%%
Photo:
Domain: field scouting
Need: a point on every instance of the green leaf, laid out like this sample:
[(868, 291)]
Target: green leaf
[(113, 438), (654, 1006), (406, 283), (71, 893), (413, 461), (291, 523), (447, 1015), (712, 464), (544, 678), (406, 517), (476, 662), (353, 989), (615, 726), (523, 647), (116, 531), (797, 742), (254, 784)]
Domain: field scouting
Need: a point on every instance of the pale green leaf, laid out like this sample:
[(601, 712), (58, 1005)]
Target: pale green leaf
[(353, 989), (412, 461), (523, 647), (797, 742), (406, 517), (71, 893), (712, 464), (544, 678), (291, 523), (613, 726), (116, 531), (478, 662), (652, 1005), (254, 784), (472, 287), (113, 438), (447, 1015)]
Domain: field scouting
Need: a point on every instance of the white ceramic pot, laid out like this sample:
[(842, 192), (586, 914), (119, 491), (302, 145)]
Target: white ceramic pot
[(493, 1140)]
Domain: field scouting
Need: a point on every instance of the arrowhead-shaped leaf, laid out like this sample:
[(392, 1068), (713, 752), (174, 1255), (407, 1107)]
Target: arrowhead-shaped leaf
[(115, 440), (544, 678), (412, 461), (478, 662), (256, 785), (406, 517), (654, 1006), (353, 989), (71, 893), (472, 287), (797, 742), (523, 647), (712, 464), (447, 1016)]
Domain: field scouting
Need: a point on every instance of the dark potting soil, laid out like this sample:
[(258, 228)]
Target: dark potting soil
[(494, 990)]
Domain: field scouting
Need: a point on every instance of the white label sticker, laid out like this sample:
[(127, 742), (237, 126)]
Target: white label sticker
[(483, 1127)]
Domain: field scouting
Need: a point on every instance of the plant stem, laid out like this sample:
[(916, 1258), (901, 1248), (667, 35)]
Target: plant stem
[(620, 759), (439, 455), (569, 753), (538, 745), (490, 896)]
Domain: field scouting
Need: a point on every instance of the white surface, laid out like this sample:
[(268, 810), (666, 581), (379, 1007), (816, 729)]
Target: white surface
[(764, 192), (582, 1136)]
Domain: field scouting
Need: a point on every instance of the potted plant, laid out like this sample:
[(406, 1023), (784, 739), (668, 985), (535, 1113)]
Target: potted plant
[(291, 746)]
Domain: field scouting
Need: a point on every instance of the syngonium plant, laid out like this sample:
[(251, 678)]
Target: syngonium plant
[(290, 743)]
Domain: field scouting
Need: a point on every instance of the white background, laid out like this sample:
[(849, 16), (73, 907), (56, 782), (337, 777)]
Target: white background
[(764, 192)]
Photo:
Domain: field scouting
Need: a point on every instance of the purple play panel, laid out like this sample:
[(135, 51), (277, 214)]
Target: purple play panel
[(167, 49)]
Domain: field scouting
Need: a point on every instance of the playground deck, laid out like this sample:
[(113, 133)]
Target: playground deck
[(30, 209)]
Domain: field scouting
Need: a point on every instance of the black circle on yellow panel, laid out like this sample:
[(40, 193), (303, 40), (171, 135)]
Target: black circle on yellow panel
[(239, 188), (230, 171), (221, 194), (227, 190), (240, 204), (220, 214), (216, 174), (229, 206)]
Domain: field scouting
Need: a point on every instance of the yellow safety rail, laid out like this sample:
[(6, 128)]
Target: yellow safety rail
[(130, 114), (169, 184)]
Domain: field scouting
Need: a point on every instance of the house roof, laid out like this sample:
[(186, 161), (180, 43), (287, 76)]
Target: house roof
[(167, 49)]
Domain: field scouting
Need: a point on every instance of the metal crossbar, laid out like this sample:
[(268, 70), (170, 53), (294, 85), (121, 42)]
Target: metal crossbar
%%
● DIRECTIONS FOR THIS TASK
Nothing in the records may change; write them out again in full.

● WRITTEN SOLUTION
Photo:
Domain: field scouting
Need: a point on every instance of the green leaf, laid out like this sample:
[(868, 291)]
Target: green leaf
[(113, 438), (654, 1006), (406, 283), (71, 893), (413, 461), (291, 523), (447, 1015), (712, 464), (544, 678), (406, 517), (476, 662), (353, 989), (615, 726), (523, 647), (116, 531), (797, 742), (254, 784)]
Domain: field scouting
Need: a point on every instance of the pale green leaf, laid out like this sample:
[(601, 712), (58, 1005)]
Target: pale green leaf
[(353, 989), (412, 461), (523, 647), (797, 742), (406, 517), (71, 893), (712, 464), (544, 678), (291, 523), (613, 726), (116, 531), (478, 662), (652, 1005), (254, 784), (472, 287), (113, 438), (447, 1015)]
Domain: field scouting
Need: a point on every instance of the white ceramic pot, laid out like this sample:
[(842, 192), (586, 914), (119, 491), (302, 145)]
Target: white ceramic pot
[(493, 1140)]
Domain: field scouting
Need: a point on every instance of the arrowhead-shaped leaf, laid out like this sample:
[(392, 1068), (713, 752), (174, 1255), (407, 1107)]
Target: arrowhead-shaped leaf
[(115, 440), (544, 678), (412, 461), (478, 662), (256, 785), (406, 517), (654, 1006), (353, 989), (71, 893), (472, 287), (797, 742), (523, 647), (712, 464), (447, 1016)]
Domain: field scouting
Need: a point on every instance of the dark potting soil, laid out like this sample:
[(258, 228)]
Target: dark potting soil
[(494, 990)]
Domain: field scouting
Need: a point on every instance of the white label sticker, laid out like this sample:
[(127, 742), (237, 126)]
Target: white label sticker
[(483, 1127)]
Domain: field scouting
Need: a point on every instance of the plant stem, laid out like this sample:
[(916, 1258), (901, 1248), (667, 35)]
Target: plant stem
[(620, 759), (439, 455), (569, 753), (538, 745), (490, 896)]
Domain: field scouting
Need: a point on every instance of the white surface, laid out like this sample:
[(268, 810), (666, 581), (379, 1007), (816, 729)]
Target: white surface
[(764, 192), (582, 1136)]
Domain: field scouting
Need: a point on every instance of the potted plant, laid out like this sample:
[(406, 1023), (784, 739), (668, 985), (535, 1113)]
Target: potted plant
[(291, 746)]
Domain: field scouting
Need: a point on every instance of the syngonium plant, laid out like this sample:
[(251, 678)]
Target: syngonium plant
[(290, 743)]
Domain: field scouting
Need: a point on every instance of the white background, laid out like this sample:
[(849, 16), (73, 907), (56, 782), (337, 777)]
Target: white background
[(764, 192)]
Photo:
Domain: field scouting
Need: a point on every instance of the purple play panel, laid out like this sample:
[(135, 51), (277, 214)]
Target: purple play panel
[(167, 49)]
Domain: field scouting
Need: a point on every instance of the playground deck, laid out like this sample:
[(113, 133)]
Target: playground deck
[(30, 209)]
Domain: field scouting
Need: a point on every instance of the black circle on yellow panel, laid out like this sample:
[(40, 193), (303, 40), (171, 135)]
Target: black circle on yellow panel
[(239, 188), (230, 171), (221, 194), (227, 190), (240, 204), (220, 214), (216, 174), (229, 206)]
Domain: field scouting
Need: a point on every instance of the yellow safety rail, laid out like this sample:
[(6, 128)]
Target: yellow safety rail
[(130, 114), (169, 184)]
Domain: field scouting
Need: a point on every instance of the house roof, laid out like this sample:
[(186, 161), (180, 43), (287, 76)]
Target: house roof
[(167, 49)]
Domain: field scouting
Need: a point on every instance of the metal crossbar, laid out like this sample:
[(268, 70), (170, 53), (294, 85), (121, 42)]
Target: metal crossbar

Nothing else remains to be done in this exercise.